-- BEGIN --
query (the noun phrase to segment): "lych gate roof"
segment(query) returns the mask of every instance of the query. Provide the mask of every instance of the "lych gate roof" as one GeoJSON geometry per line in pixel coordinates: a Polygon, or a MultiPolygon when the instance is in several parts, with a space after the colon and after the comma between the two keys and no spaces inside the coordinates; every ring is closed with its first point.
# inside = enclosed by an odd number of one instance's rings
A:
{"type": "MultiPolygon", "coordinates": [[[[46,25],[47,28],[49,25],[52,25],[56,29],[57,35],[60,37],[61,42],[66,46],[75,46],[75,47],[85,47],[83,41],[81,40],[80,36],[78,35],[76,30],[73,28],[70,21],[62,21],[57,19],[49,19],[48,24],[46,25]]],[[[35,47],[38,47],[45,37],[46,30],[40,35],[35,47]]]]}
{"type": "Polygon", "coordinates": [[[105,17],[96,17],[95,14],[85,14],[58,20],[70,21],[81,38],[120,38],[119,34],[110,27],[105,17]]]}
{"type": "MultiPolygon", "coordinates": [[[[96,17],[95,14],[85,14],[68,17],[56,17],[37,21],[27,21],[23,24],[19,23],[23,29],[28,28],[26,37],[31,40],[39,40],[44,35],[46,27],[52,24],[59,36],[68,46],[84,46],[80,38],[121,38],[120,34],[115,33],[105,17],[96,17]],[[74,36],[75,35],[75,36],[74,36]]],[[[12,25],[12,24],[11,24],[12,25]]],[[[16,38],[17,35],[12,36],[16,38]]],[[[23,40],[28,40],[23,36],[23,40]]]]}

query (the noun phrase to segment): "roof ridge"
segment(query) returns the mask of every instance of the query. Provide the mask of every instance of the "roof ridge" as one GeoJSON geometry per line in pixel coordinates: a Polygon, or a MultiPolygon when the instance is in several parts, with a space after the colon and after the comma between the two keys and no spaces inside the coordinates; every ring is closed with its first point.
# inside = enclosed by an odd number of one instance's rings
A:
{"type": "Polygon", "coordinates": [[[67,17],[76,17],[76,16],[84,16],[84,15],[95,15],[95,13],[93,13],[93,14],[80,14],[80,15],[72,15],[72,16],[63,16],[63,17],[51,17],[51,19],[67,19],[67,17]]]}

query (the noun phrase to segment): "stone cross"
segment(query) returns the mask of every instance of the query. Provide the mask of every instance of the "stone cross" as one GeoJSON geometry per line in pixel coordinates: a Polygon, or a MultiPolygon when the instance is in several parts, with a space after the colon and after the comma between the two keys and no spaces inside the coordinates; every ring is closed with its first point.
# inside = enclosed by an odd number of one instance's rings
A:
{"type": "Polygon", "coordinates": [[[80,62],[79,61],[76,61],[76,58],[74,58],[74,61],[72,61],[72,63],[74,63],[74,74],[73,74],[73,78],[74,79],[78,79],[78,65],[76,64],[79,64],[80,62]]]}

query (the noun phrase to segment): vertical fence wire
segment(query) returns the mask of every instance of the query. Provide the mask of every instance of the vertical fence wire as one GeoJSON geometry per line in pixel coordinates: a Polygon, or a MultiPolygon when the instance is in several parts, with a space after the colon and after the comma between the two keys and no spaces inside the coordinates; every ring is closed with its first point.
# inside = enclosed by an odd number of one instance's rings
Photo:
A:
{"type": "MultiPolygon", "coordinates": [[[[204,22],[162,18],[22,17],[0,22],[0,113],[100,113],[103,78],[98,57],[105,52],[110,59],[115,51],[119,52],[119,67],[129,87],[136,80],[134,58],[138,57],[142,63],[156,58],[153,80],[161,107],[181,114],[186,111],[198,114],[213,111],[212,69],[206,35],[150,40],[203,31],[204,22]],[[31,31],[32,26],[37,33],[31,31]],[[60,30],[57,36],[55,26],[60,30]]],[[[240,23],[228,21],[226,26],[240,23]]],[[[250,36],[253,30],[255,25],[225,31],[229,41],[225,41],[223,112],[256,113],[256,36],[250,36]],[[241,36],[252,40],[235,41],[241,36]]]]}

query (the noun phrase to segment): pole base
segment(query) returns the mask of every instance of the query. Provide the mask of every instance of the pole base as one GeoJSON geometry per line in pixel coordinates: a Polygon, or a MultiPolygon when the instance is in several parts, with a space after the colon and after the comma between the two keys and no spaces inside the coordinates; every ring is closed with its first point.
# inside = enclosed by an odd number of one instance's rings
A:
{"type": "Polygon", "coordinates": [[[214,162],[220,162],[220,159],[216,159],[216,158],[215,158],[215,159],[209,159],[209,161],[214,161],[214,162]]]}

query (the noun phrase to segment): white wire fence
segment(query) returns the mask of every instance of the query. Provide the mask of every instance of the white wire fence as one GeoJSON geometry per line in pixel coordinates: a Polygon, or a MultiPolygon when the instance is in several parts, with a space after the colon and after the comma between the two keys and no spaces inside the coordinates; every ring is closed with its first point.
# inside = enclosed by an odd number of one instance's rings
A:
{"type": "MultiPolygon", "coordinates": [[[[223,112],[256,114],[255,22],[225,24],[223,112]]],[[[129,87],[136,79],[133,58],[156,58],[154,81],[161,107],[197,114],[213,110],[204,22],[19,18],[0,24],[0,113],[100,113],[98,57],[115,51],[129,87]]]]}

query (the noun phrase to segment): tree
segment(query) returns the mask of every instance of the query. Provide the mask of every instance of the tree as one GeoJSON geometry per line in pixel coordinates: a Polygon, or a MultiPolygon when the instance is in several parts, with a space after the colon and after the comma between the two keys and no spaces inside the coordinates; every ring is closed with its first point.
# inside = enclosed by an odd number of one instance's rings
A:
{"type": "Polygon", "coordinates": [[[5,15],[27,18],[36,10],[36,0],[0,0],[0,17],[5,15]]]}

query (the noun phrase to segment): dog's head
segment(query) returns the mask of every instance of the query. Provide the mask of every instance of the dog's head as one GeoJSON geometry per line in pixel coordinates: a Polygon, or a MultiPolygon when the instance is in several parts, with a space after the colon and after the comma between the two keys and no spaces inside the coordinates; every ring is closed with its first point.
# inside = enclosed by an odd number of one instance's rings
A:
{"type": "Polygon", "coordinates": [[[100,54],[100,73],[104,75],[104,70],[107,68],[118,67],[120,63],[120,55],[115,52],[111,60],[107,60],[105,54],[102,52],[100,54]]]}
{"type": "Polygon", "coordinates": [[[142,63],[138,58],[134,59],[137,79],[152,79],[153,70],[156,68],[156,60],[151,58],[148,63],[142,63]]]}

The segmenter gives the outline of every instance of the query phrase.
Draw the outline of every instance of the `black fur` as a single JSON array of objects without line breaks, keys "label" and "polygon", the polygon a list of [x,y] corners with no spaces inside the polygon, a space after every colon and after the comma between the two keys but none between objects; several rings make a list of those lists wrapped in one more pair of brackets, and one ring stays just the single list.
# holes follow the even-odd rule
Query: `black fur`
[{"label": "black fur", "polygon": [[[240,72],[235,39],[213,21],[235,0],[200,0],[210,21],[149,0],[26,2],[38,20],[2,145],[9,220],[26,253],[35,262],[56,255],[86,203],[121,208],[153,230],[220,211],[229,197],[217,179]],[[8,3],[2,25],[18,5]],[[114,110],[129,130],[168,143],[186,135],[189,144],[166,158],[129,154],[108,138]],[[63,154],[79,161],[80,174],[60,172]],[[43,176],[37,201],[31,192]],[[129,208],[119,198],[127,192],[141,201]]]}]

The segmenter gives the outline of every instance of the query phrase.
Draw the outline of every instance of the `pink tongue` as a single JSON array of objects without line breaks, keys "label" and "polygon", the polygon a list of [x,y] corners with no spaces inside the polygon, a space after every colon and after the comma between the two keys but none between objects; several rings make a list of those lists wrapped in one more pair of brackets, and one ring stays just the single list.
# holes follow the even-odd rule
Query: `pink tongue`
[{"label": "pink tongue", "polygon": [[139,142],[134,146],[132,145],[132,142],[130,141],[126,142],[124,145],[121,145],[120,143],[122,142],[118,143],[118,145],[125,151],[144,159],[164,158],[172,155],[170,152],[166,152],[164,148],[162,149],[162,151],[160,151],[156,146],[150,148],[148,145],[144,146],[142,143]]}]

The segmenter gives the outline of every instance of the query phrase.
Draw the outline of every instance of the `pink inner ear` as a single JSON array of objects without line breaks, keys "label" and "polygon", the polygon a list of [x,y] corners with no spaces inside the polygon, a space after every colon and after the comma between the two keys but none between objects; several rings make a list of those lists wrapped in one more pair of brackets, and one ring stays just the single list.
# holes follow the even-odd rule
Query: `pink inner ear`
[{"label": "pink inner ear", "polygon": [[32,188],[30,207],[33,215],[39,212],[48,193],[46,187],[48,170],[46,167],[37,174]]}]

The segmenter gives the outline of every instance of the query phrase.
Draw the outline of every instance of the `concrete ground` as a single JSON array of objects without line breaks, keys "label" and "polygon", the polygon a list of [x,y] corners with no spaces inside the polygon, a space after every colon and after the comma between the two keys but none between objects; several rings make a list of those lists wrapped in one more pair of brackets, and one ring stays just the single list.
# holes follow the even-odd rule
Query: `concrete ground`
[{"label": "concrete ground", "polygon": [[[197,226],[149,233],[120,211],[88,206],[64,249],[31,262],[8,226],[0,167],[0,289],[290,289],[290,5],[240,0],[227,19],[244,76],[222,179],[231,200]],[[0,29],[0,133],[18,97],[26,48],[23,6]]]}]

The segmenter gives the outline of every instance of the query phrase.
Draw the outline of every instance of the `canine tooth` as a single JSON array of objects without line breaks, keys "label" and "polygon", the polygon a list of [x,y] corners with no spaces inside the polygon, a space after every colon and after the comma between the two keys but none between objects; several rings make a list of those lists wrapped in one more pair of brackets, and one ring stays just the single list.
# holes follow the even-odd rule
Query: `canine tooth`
-- END --
* _Objective_
Count the lines of the records above that contain the string "pole", treating case as significant. Reply with the number only.

* _Answer for this exercise_
2